Given passage
_ _ _ _ _

Id love to get another horse, but as Ive stated before, Im afraid my idiot stalker neighbor would hurt it like he did my other horse. I cant afford to move even though Id like to and to get more land, like 5 to 10 acres. Its just a wish.


----------



## Baymule

@Ridgetop get a Tennessee Walker when you move to Texas and we'll ride together.


----------



## Finnie

Ridgetop said:


> Must have been well broke before she got in with someone who did not appreciate her.


She must have had a good owner once upon a time. Bless you, @Baymule  for giving her a GREAT owner now!


----------



## Ridgetop

My mule is a TWH mule.  She is gaited.  She is also 16.3 hh!  Sigh . . . .    Sooooo tall.  I can easily get another TWH here, I would like one around 14 hh so easier to get on and off!  LOL  I was told by my trainer that she could find me a nice one.  Short TWHs are not popular although the little mare dh bred is only 15.2.  She is beautiful and a wonderful ride too.  My daughter-in-law has her now since she needed a gaited horse to ride with the people in Nipomo.  DH gave her Skittles since I wasn't able to ride for a few years.  No one to ride with and too much to do.  Josie the Mule is a great ride, I just need to drag my mounting block with me when trailering out!    It did make me popular with my ETI friends. 


Would love to ride with you.  The trails look wonderful, so many trees.  Here we have very steep, open, rocky trails.  Thus the mule!  One of the trails at Montana De Oro is named Broken Nose, for obvious reasons.  Picture a straight drop on rock ledges about 6' apart, with occasional railroads ties wedged in place for footing where the cliff has fallen away.  You need to give the front horse about 6 lengths before starting down in case of accidents!  That is at the beach camp near San Luis Obispo.  Our local trails here are scary in places.  Once my neighbor and I took a trail and halfway up we realized that all the dirt had washed away and our horses were trying to scale an almost sheer rock face!  It kept getting steeper and we couldn't lead the horses up since there was no way we could have climbed it on foot!  When we finally got up it (no room to turn around), we realized it would be worse trying to go down!  Luckily, we forced another path through the brush on the side of the cliff coming back.  Even worse, but luckily not slick rock, it had some dirt and brush growing out of the cliff.  The whole time we were terrified that it might peter out at a sheep drop and  would have to back the horses up and out.  That trail used to be a nice ride 20 years ago but over the years it had washed away to a very dangerous trail.  If we had realized before we got halfway up what it was like, we would have never attempted it!  We were lucky our horses were sure footed.


----------



## Baymule

As of yesterday, Pearl is out of quarantine. She ran up and down the pipeline with her tail up like a flag. We let Joe, our 29 year old cremello QH out to meet her. They both ran up and down, having fun. Then we opened the gate to let Prince and Sparkles join the fun. They all spent the afternoon running, playing, huffing and puffing. I put Joe in the pen with Pearl to feed them both yesterday evening and will feed them together this morning. Joe needs a little extra and is a slow eater, so this will be good for them both. The rest of the time I will let them all run together.

_ _ _ _ _

Recorded data
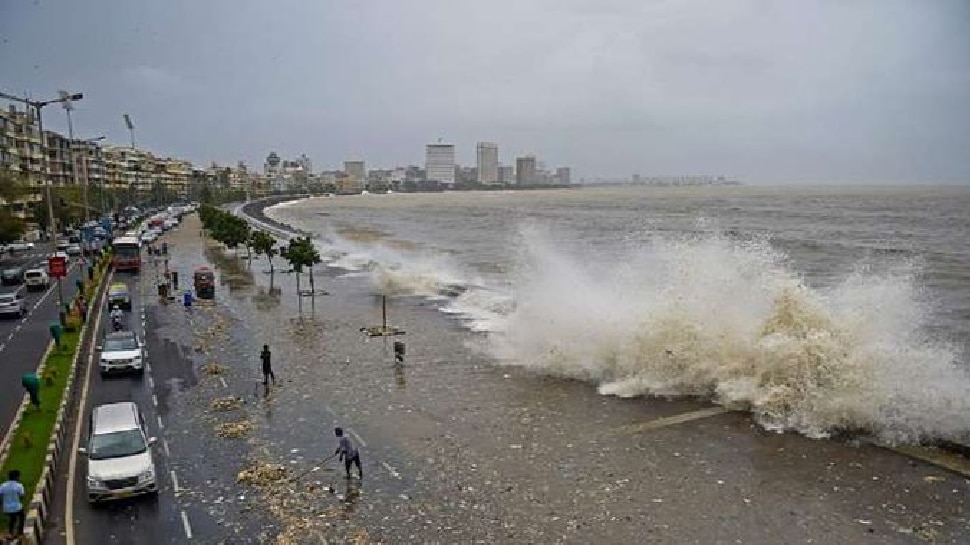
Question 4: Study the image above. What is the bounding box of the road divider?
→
[0,257,111,544]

_ _ _ _ _

Work instructions
Transcribe everything in the horse-riding forum thread from "Id love to get" down to "just a wish.".

Exercise answer
Id love to get another horse, but as Ive stated before, Im afraid my idiot stalker neighbor would hurt it like he did my other horse. I cant afford to move even though Id like to and to get more land, like 5 to 10 acres. Its just a wish.